» WORK REQUIRED
Please give an exact printout of the records, without any pictures.

(Beginning of STUDY MATERIAL)

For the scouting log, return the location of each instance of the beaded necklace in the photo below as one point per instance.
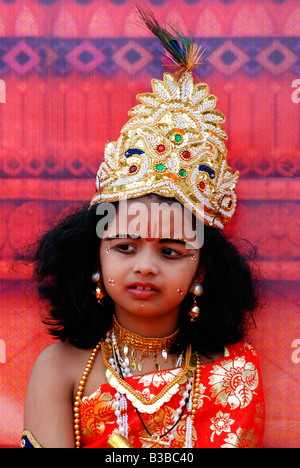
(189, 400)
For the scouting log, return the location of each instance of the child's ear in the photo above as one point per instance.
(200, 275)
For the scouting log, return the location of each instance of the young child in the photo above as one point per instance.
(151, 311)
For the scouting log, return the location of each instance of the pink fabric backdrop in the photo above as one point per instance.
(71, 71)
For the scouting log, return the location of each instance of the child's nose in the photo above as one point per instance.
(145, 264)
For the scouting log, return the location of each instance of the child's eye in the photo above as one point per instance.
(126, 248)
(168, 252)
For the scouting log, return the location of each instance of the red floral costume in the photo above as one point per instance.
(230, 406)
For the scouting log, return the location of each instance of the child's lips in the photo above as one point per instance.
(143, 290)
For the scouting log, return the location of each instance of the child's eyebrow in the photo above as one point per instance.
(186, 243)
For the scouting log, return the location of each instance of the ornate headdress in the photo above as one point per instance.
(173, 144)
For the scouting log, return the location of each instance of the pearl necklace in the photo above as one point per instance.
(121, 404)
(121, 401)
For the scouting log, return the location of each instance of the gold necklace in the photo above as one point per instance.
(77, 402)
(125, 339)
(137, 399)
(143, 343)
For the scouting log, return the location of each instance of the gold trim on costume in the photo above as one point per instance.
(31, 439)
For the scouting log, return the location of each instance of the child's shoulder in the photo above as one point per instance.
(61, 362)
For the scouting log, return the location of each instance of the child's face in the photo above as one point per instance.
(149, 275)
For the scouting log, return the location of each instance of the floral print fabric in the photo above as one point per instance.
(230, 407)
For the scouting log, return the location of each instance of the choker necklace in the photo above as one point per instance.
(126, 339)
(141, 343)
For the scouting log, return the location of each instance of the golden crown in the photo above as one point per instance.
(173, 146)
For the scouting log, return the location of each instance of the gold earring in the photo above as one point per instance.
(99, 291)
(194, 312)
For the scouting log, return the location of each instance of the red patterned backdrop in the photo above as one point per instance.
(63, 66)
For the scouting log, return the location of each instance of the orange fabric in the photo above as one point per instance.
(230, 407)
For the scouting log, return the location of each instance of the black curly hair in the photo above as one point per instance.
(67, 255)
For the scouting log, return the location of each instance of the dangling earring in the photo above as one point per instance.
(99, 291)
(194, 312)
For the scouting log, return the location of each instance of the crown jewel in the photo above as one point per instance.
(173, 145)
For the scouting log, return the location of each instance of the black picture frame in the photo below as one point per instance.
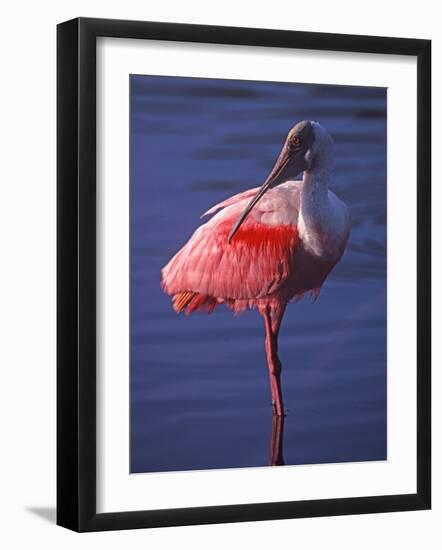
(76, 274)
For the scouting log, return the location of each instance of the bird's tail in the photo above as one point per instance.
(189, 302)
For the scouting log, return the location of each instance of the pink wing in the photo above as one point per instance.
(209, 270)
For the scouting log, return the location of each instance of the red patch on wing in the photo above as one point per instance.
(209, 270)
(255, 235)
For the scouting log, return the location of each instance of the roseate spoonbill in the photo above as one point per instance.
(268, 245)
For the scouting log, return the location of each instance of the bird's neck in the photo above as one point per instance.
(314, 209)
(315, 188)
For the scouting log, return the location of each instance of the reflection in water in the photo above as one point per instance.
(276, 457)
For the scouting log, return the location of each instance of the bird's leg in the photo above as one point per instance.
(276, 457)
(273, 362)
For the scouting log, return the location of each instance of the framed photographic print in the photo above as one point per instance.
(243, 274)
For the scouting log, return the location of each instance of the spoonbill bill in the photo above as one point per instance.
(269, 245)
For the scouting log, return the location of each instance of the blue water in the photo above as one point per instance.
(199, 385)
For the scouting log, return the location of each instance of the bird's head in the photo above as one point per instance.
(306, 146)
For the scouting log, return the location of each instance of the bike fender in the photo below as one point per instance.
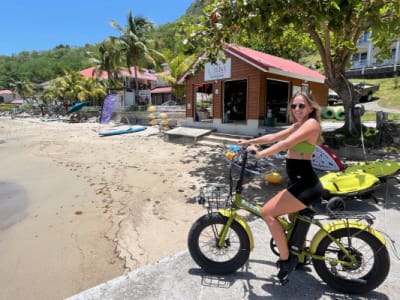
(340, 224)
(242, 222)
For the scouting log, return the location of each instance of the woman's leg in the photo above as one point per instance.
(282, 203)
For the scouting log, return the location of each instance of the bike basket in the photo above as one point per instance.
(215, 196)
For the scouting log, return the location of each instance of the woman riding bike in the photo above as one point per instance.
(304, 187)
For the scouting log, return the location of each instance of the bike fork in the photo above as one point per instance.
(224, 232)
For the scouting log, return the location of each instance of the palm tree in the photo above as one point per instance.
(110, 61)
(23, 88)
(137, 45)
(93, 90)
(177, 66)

(End of STUDY MATERIAL)

» RESULT FOR THIS EXERCISE
For the scouting log, return the location of each instance of the beaded necklace in the photo below as one point per instance.
(189, 400)
For the scouting log, return the location of each instance of the child's ear in the photo above as one point per instance.
(200, 275)
For the scouting log, return the location of each instance of the young child in the photo above as one point per instance.
(151, 311)
For the scouting log, return the location of each instance of the pink fabric backdrop in the photo above as one point per instance.
(71, 71)
For the scouting log, return the location of each instance of the child's nose in the photo above as one point per instance.
(145, 264)
For the scouting log, return the location of each instance of the child's eye in the photo above as one point per instance.
(126, 248)
(168, 252)
For the scouting log, return the location of each instance of the red floral costume in the photo above as one point per instance.
(230, 406)
For the scouting log, return the location of each instance of the child's lips in the photo above as one point per instance.
(143, 290)
For the scouting log, return the location of each instance of the child's eyebrow in the photo above as one point per instance.
(186, 243)
For the scouting log, return the location of each instance of the ornate headdress in the photo above as one point per instance.
(173, 144)
For the scouting log, return the location of each instance of the pearl necklace in the photo above as one point per instance.
(121, 404)
(121, 401)
For the scouting log, return the location of each instance of the gold necklace in the photo above as one point per instance.
(77, 402)
(125, 339)
(137, 399)
(143, 343)
For the scouting log, return the location of each instance of the gold trim on costume in the photo above as one point per instance.
(31, 439)
For the scouting log, return the location of each instance of the child's shoulder in the photo above as one point per instance.
(61, 362)
For the scouting log, return the location of each instance of the child's face in the photo above as one point per instance.
(149, 275)
For the scouting log, return the location of each instance of the floral print fabric in the photo above as one point per instance.
(230, 407)
For the scouting log, return the location of each instance of the choker necklace in the photo above as one point per instance.
(126, 339)
(141, 343)
For the scouting log, return the location of each instance of the golden crown in the photo above as one point per instance.
(173, 146)
For the scouting log, return the location of each instance of the gold earring in the photo above as one point per instance.
(99, 291)
(194, 312)
For the scouting log, return the location of each instance of the red patterned backdrop in the photo above as one point per instance.
(63, 66)
For the scouting log, return the location of each instance of the orange fabric in the photo above as one point per instance.
(230, 407)
For the scouting log, return the location of each instance of the black curly hair in the photo above as one point per instance.
(67, 255)
For the scouting log, return the location of each instance of the dangling earring in the photo above as one point per instance.
(99, 291)
(194, 312)
For the scouting log, return the location of each instance of the crown jewel in the photo above as one point per instance.
(173, 145)
For the scouting log, return the location of each instance of the black picture frame in the photo below as one point per instance.
(76, 274)
For the scouting log, return the location of each instance of the bird's tail in the photo above as one point per instance.
(189, 302)
For the scouting log, return the location of each instance of the pink wing in the photo above as one point per instance.
(209, 270)
For the scouting log, return the location of each instance of the red patch on wing in the photo above as one point per instance.
(209, 270)
(255, 235)
For the scouting log, return the location of each instance of the roseate spoonbill in the photo above as one point per instance.
(268, 245)
For the scouting log, return the location of each instance of the bird's neck in the photo above as one point per instance.
(314, 209)
(315, 188)
For the scouting log, return the location of each instance of the reflection in water in the photo above as one point per instance.
(276, 457)
For the scouting log, return the location of each instance of the bird's leg in the photo above as one point per instance.
(276, 457)
(273, 362)
For the scouting log, return the location of each instance of the framed photographic print in the photo above as one point per instance.
(243, 274)
For the scouting log, return the location of each instance of the spoonbill bill in the photo above as one point per instance.
(269, 245)
For the scouting log, return the location of each instance of the blue water in the photo above as one point per instance.
(199, 385)
For the scouting log, return the location of each instance of the bird's head in the photo above as one point per instance.
(306, 146)
For the scouting log, return the location of each instance of the bike fender in the photo below as one point per instance.
(340, 224)
(242, 222)
For the scouting log, return the location of each instance of the woman's leg in the photo above as one point per instance.
(282, 203)
For the scouting log, return the location of each instance of the bike basket in the photo above as one point per instance.
(215, 196)
For the scouting log, return the location of each instance of the woman riding bike in the photo above as one point per instance.
(304, 187)
For the scouting log, return the location of each instance of the bike fork in the photo above as one point per instance.
(224, 232)
For the scouting log, return the location of each instance of the palm tree in the photo above as one point per instance.
(110, 61)
(23, 88)
(137, 45)
(93, 90)
(177, 66)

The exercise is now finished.